**Exercise data**
%%
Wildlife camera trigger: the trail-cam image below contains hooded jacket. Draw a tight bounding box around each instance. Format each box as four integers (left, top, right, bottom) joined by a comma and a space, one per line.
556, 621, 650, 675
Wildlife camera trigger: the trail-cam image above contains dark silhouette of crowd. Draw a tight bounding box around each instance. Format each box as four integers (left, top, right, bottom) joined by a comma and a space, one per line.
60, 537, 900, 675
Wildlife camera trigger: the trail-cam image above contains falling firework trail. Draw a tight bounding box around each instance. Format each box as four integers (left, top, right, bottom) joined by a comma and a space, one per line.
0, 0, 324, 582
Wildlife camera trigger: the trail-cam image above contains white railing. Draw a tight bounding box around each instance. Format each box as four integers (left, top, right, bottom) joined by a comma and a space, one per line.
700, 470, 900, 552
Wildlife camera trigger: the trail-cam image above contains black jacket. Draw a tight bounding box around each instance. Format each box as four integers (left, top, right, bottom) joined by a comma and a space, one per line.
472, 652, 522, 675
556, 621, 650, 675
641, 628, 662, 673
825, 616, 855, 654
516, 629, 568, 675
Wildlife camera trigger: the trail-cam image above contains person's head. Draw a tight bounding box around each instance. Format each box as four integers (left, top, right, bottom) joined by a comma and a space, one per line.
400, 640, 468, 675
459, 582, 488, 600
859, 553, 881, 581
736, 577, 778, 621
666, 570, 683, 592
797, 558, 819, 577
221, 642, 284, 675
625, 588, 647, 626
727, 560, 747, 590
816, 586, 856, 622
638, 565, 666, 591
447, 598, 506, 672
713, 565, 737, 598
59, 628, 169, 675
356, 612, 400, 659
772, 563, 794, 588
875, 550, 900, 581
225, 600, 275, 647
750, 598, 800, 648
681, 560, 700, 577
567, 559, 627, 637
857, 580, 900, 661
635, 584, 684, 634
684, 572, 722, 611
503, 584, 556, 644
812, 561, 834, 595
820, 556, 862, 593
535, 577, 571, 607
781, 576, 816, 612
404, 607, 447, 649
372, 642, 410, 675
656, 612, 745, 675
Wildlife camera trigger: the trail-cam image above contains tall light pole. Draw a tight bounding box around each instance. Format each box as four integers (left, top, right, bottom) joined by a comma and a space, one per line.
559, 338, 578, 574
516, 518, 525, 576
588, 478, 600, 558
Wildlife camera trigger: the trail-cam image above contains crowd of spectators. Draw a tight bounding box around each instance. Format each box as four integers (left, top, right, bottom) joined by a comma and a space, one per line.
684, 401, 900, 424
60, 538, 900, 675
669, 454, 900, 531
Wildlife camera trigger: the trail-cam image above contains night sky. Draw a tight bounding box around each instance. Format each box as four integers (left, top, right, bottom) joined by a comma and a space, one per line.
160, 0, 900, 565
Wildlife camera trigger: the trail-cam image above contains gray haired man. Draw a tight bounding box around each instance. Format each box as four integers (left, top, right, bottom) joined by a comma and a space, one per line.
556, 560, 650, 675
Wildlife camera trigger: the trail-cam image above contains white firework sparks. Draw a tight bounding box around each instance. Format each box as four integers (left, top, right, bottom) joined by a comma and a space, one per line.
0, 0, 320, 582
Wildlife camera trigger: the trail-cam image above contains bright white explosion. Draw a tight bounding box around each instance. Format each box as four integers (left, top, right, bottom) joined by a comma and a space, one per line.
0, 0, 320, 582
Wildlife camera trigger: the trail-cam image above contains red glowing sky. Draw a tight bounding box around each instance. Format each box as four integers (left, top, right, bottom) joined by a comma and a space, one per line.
%%
**Direction**
Render every one of the records above as a numbered list, leaving out any blank lines.

**Answer for this exercise**
1. Wildlife camera trigger: the trail-cam image below contains hooded jacket. Draw a tight bounding box around each instance. Format each box as four integers (left, top, right, bottom) joined by a comma and a space, one per line.
2. 556, 621, 650, 675
3. Wildlife camera trigger: the trail-cam image above contains dark silhouette of crowd. Draw a tight bounding box around each instance. Format each box as four integers (left, top, right, bottom) joined by a comma and a space, one per line.
4. 60, 537, 900, 675
5. Wildlife camera trigger: the trail-cam image above contains falling firework trail. Draw a tight bounding box around each instance. Format each box as four integers (left, top, right, bottom) joined by a comma and a space, one per line.
6. 0, 0, 324, 582
7. Wildlife camera trigger: the trail-cam image above contains white railing. Draw a tight bounding box around each instance. Format each box as four integers (left, top, right, bottom) joined by a comma and a space, one per line.
8. 700, 470, 900, 552
9. Wildlife camera trigger: the trail-cam image above contains black jacket. Draw a tight bounding box around each instance. Format each box as four integers (left, top, right, bottom) joined by a comma and a space, one per line.
10. 472, 652, 522, 675
11. 556, 621, 650, 675
12. 641, 628, 662, 673
13. 825, 616, 855, 654
14. 516, 629, 568, 675
15. Wildlife camera trigger: the trail-cam image above contains person's head. Draw a tight bounding box around each instance. Format each box as four integers (left, top, right, bottom) joined by a comma and a space, one per line.
16. 400, 640, 468, 675
17. 459, 582, 488, 600
18. 859, 553, 881, 581
19. 736, 577, 778, 621
20. 666, 570, 683, 592
21. 797, 558, 819, 577
22. 221, 642, 284, 675
23. 625, 588, 647, 626
24. 727, 560, 747, 590
25. 816, 586, 856, 622
26. 638, 565, 666, 591
27. 447, 598, 506, 672
28. 713, 565, 737, 598
29. 59, 628, 169, 675
30. 356, 612, 400, 659
31. 772, 563, 794, 588
32. 875, 550, 900, 581
33. 225, 600, 275, 647
34. 750, 598, 800, 648
35. 681, 560, 700, 577
36. 567, 559, 627, 637
37. 857, 580, 900, 661
38. 635, 584, 684, 634
39. 684, 572, 722, 611
40. 503, 584, 556, 644
41. 812, 561, 834, 595
42. 820, 556, 862, 593
43. 535, 577, 571, 607
44. 781, 576, 816, 612
45. 404, 607, 447, 649
46. 372, 642, 410, 675
47. 656, 612, 745, 675
48. Wildlife camera trigger: the trail-cam image above contains tall light pole. Draw a tight bounding box around each instance. Format each box as four integers (left, top, right, bottom) joined by a comma and a space, one per line.
49. 559, 338, 578, 574
50. 516, 518, 525, 576
51. 588, 478, 600, 558
52. Wildlife camera trigger: the trail-cam image above contains crowd of spectators. Draw a tight bounding box around each instance. Format each box as four integers (left, top, right, bottom) joined by a comma and a space, one per line.
53. 684, 401, 900, 424
54. 60, 538, 900, 675
55. 669, 454, 900, 531
56. Wildlife camera trigger: the trail-cam image above contains night sky. Draw a tight bounding box around each instance. Format each box as four integers (left, top, right, bottom) joined by a comma and a space, one per line.
57. 160, 0, 900, 565
58. Wildlife camera trigger: the trail-cam image above contains gray haired man. Draw a tight bounding box around each instance. Format each box as four integers (left, top, right, bottom) joined by a comma and a space, one per line.
59. 556, 560, 650, 675
60. Wildlife camera trigger: the trail-cam image above contains white firework sparks. Draw a tight bounding box around each instance. Format each box as four integers (left, top, right, bottom) joined by a comma and a space, one per line.
61. 0, 0, 320, 582
62. Wildlife camera trigger: the trail-cam image above contains bright white explosion. Draw a tight bounding box around each instance. Format each box as four integers (left, top, right, bottom) joined by a comma and a space, one per line.
63. 0, 0, 320, 582
64. Wildlife camera trigger: the trail-cam image above contains red glowing sky. Draw a tight bounding box around each instance. Format each box as four integers (left, top, right, bottom) joined by a comma and a space, one per line.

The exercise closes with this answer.